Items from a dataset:
·····

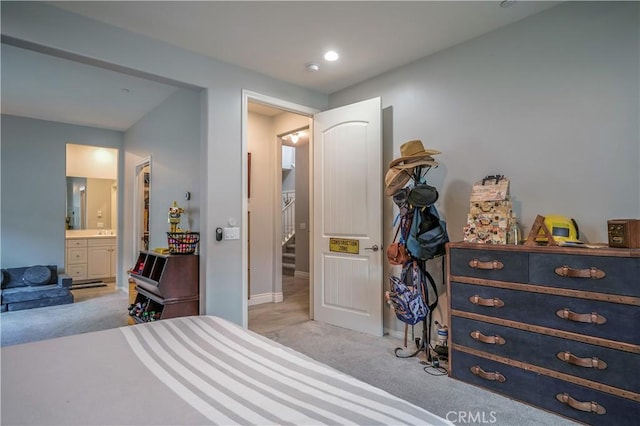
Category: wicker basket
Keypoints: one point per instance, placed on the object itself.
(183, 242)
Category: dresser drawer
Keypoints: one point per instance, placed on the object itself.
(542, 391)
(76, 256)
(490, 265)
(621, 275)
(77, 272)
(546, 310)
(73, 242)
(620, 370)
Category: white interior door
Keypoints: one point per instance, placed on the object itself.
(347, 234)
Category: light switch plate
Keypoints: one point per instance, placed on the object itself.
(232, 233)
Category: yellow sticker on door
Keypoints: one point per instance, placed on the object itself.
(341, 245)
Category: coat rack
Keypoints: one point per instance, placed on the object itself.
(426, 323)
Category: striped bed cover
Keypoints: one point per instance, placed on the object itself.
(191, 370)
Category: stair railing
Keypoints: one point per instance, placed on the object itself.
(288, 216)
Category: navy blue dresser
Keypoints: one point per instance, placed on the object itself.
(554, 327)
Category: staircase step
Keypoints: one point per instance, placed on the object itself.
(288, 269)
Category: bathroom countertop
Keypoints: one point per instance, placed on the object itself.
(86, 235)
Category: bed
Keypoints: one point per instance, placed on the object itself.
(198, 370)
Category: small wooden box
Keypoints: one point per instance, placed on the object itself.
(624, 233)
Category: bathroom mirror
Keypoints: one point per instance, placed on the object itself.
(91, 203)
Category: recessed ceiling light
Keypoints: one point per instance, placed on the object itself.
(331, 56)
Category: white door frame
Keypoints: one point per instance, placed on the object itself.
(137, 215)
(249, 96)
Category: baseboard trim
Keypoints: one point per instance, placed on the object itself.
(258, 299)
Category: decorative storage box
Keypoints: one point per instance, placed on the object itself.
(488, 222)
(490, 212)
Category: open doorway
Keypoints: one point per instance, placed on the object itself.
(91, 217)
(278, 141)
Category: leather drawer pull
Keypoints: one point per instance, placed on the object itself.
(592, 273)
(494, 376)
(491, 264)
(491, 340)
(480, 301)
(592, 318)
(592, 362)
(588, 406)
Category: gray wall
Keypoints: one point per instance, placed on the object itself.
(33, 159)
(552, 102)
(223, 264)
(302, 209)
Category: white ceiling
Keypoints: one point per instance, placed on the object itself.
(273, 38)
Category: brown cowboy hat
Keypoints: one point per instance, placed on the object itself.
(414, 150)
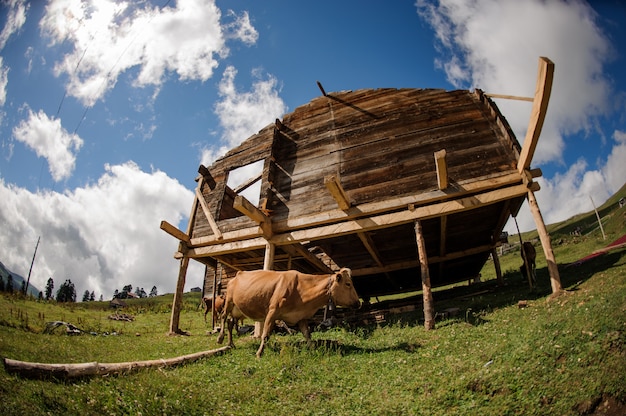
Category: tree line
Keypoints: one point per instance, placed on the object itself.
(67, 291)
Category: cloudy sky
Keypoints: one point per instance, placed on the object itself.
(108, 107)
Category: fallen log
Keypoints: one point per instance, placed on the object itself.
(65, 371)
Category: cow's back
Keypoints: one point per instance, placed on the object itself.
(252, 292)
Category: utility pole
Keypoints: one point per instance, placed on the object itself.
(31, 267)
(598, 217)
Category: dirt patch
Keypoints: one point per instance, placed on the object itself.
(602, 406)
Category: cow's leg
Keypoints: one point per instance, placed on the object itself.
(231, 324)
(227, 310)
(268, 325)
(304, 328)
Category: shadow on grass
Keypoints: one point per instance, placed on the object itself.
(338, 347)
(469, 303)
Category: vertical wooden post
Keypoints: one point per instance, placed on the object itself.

·····

Can you output all of the data above word for word, leaving out the pictures?

Category: wicker basket
Keypoints: one point per instance, placed on the object itself.
(183, 242)
Category: dresser drawer
Keypoints: one point per instance, placed on the object itself.
(542, 391)
(76, 256)
(490, 265)
(621, 275)
(77, 272)
(546, 310)
(73, 242)
(620, 370)
Category: white interior door
Keypoints: one point per instance, placed on the object itself.
(347, 234)
Category: light switch plate
Keypoints: one point per instance, placed on the object itself.
(232, 233)
Category: yellow sticker on door
Keypoints: one point per instance, placed on the object itself.
(341, 245)
Category: coat rack
Keypoints: one point per instance, placed on the object itself.
(426, 323)
Category: striped bed cover
Keypoints: one point per instance, placed on the object itself.
(191, 370)
Category: stair railing
Keypoints: one point per instance, placed on the object itself.
(288, 216)
Category: navy blue dresser
Keypoints: one point per instance, placed on the object itself.
(554, 327)
Category: staircase step
Keypoints: one point per instance, placed on the object itself.
(288, 269)
Category: bathroom countertop
Keypoints: one point per instance, placed on the object itself.
(86, 235)
Category: bed
Keypoints: one point per instance, placed on the object itself.
(198, 370)
Category: small wooden box
Keypoints: one point per instance, placed on the object itself.
(624, 233)
Category: bathroom mirror
Keypoints: one point per instance, placed on the object itself.
(91, 203)
Category: recessed ceiling light
Keypoints: one point per instance, placed on the object itself.
(331, 56)
Category: white door frame
Keypoints: one point per instance, placed on the object itself.
(137, 215)
(249, 96)
Category: baseboard trim
Keypoints: one point per instance, placed on the object itself.
(258, 299)
Category: decorative storage box
Keypoints: one point per instance, placed on the object itself.
(488, 222)
(490, 212)
Category: open doorway
Keypoints: one point per instance, placed on the object itself.
(91, 217)
(278, 141)
Category: leather drawer pull
Keypoints: one point per instance, placed on the object itself.
(592, 273)
(494, 376)
(491, 264)
(491, 340)
(480, 301)
(592, 318)
(592, 362)
(588, 406)
Category: gray wall
Keypoints: one point per instance, placed on the object itself.
(33, 159)
(552, 102)
(223, 264)
(302, 209)
Category: white ceiling
Keypoints: one point per instance, placed on the object itself.
(273, 38)
Category: brown cowboy hat
Keypoints: one point per instance, placed on the object itself.
(414, 150)
Category: tree line
Keypoints: one point per instance, placed on the object itself.
(67, 291)
Category: cloudy sky
Keypoints: one point per instance, placed on the object itself.
(108, 107)
Category: fallen log
Keypoints: one point per instance, placed on the object itself.
(65, 371)
Category: cow's back
Keypoints: one point per instance, placed on the object itself.
(252, 292)
Category: utility pole
Keypoints: one point per instance, placed on the object itself.
(31, 267)
(598, 217)
Category: dirt patch
Keypoints: one point per instance, placed on the object itself.
(602, 406)
Category: cow's leg
Keypoints: one point per instance, placed on the object itself.
(231, 324)
(227, 310)
(268, 325)
(304, 328)
Category: shadow on grass
Keypoints: one point per instance, placed on the object itself.
(338, 347)
(469, 303)
Category: vertical wooden post
Keypoints: one point per instance, placed on the object itself.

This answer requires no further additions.